**REQUIREMENTS**
Please reproduce every record, keeping each one exactly as written.
═════ DATA RECORDS
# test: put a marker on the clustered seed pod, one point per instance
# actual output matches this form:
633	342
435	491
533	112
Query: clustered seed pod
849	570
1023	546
══════════
**ANSWER**
# test: put a marker on the clustered seed pod, one point per instance
# actual output matches this form:
633	342
435	491
533	112
Query: clustered seed pod
849	570
1023	546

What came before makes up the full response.